• [Check your understanding]
1. Render this sentence from the FriendRunner passage below into Spanish: "This is understood to mean that it’s better to do nothing than to treat a patient in a way that you do more damage than good, or put another way: Don’t let the cure be worse than the illness."
2. Continue the FriendRunner passage below, starting right after its final sentence.

• [Extract to read]
------
One of the first things taught to medical students is Primum non nocere, which roughly translates into First, do no harm. This is understood to mean that it’s better to do nothing than to treat a patient in a way that you do more damage than good, or put another way: Don’t let the cure be worse than the illness.
So what does this have to do with FriendRunner? Lots – in fact it was the inspiration for our latest feature that you don’t even get to see since it works behind the scenes, but will be thankful it’s there. To understand why, you need to think about the two jobs that FriendRunner performs:
- Calls the test application in the same way that Facebook would so the application can experience the load. While doing this, FriendRunner monitors the time it takes the application to respond to determine its health. (Steps 2 and 5 in the diagram below)
- Allows the application to call the FriendRunner ”proxy” Facebook server to service any Facebook API calls that the application needs to make. (Steps 3 and 4 in the diagram below)
------
• [Data extracts]
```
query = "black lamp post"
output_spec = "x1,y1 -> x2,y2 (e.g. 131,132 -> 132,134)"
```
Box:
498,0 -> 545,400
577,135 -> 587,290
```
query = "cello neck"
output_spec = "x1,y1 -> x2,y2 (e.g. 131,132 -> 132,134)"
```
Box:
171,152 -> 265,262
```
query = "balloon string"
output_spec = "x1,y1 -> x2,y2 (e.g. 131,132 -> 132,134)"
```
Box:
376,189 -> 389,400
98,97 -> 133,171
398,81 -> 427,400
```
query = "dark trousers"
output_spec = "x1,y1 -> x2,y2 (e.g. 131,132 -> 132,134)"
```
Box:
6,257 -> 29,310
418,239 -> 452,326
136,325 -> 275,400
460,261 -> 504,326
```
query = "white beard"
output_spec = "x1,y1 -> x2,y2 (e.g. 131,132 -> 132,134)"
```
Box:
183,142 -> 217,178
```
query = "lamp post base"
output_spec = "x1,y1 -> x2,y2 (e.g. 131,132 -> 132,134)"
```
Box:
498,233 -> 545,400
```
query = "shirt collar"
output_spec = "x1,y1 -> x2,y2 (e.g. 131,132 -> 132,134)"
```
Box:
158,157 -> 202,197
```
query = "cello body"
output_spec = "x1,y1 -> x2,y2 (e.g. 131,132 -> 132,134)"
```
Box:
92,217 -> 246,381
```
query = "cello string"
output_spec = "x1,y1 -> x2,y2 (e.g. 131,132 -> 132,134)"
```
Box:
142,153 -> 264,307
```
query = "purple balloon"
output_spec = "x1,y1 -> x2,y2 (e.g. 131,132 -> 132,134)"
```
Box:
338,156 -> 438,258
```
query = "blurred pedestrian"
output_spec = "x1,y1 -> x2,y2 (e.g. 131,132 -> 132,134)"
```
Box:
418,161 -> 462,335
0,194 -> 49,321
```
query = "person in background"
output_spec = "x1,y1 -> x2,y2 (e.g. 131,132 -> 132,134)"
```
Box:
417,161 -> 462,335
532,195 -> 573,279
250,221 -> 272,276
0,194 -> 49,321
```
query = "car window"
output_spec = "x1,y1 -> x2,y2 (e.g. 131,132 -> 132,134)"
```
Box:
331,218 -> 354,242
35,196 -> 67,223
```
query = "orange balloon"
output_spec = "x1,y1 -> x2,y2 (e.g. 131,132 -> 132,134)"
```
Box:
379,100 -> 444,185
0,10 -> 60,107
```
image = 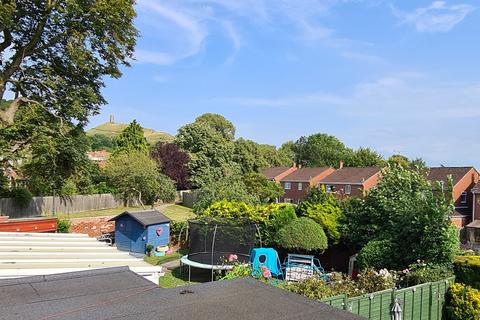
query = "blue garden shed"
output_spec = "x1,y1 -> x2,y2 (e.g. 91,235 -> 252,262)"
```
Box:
110,210 -> 171,254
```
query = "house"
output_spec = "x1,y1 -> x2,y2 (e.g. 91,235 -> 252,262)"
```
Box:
87,150 -> 110,169
109,210 -> 171,254
428,167 -> 480,228
280,167 -> 335,203
320,167 -> 382,198
0,267 -> 364,320
262,166 -> 298,183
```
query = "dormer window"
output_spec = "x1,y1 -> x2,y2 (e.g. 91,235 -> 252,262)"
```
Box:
460,191 -> 467,204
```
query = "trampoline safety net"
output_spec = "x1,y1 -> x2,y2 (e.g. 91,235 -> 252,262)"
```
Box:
188,219 -> 256,265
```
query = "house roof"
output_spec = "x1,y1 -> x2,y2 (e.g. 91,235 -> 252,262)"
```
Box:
280,167 -> 330,182
108,210 -> 171,227
320,167 -> 382,184
262,167 -> 291,180
427,167 -> 474,186
0,268 -> 363,320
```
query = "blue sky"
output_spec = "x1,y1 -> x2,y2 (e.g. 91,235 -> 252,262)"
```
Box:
90,0 -> 480,167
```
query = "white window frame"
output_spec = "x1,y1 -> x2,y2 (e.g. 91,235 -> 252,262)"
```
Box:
460,191 -> 468,204
345,184 -> 352,194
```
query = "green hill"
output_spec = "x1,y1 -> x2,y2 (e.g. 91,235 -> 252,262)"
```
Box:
87,122 -> 173,144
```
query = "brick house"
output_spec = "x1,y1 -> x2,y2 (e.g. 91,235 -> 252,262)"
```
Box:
280,167 -> 335,203
320,167 -> 382,198
262,166 -> 298,183
428,167 -> 480,228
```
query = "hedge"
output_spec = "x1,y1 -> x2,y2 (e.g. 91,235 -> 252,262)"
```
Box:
454,256 -> 480,290
446,283 -> 480,320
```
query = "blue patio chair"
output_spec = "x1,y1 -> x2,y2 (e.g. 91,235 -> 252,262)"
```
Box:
250,248 -> 283,278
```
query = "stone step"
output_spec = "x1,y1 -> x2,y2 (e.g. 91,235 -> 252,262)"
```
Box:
0,232 -> 88,238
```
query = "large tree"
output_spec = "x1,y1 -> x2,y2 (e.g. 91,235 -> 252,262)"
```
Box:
105,151 -> 175,205
0,0 -> 137,157
150,142 -> 190,190
114,120 -> 148,154
294,133 -> 353,168
344,165 -> 458,269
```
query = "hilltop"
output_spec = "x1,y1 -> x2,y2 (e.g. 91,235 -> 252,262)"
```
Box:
87,122 -> 173,144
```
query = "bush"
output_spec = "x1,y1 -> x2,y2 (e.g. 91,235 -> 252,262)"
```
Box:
453,256 -> 480,290
57,219 -> 71,233
357,240 -> 394,269
356,269 -> 396,293
275,217 -> 328,251
10,188 -> 33,208
446,283 -> 480,320
398,260 -> 453,287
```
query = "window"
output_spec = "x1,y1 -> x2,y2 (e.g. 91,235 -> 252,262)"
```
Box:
345,184 -> 352,194
460,191 -> 467,203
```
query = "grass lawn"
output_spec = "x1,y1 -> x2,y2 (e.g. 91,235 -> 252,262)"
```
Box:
158,267 -> 211,288
163,204 -> 195,221
143,249 -> 188,266
58,207 -> 143,219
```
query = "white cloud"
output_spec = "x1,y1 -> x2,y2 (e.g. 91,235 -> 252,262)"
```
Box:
392,1 -> 475,32
135,0 -> 208,65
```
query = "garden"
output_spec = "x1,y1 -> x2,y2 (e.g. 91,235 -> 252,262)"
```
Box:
164,165 -> 480,319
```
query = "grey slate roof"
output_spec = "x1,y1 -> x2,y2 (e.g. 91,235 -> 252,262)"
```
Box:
109,210 -> 171,227
0,268 -> 363,320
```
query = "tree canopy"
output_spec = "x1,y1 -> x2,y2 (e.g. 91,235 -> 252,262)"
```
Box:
114,120 -> 148,154
344,165 -> 458,269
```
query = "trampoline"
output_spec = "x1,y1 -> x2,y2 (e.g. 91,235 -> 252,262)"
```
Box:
180,218 -> 257,281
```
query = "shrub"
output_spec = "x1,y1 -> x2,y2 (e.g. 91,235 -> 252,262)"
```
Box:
398,260 -> 453,287
57,219 -> 71,233
275,217 -> 328,251
357,240 -> 394,269
10,188 -> 33,208
453,256 -> 480,290
220,264 -> 252,280
356,269 -> 396,293
446,283 -> 480,320
285,273 -> 361,300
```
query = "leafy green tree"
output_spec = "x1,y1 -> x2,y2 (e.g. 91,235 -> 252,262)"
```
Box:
195,113 -> 235,141
243,173 -> 285,202
297,186 -> 343,244
346,148 -> 385,167
114,120 -> 148,154
294,133 -> 353,168
175,122 -> 240,188
343,165 -> 459,269
275,217 -> 328,251
88,133 -> 117,152
105,151 -> 176,205
0,0 -> 137,153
------
• [Solved problems]
1. Se entiende que esto significa que es mejor no hacer nada que tratar a un paciente de una manera que cause más daño que beneficio, o dicho de otro modo: no dejes que la cura sea peor que la enfermedad.

2.
That’s really all that FriendRunner does. These two functions act together to form a system that can put enough load on the test application so we can learn something meaningful, and hopefully make the application more scalable and better.
But what about FriendRunner? What happens when it gets large loads put on it? Once we start running with a few thousand virtual users, will the proxy Facebook server be able to satisfy API requests fast enough? And what if it can’t? Well, that’s pretty easy to answer: a poorly performing API will result in poor performance at the test application level. In other words, FriendRunner (the tool used to measure an app’s performance) will be the reason that the app being tested exhibits poor performance.
This is the stuff that keeps us up at night. However, in reality, things really aren’t so bad. FriendRunner’s server that replies to API calls is not a single server, but a collection of state-less scalable servers deployed onto a computing infrastructure with almost infinite expandability. It’s very unlikely that it would ever be the cause of a problem and make an application under test appear to be slowing down. Yet, we still think about these things to ensure that our customers get our best service.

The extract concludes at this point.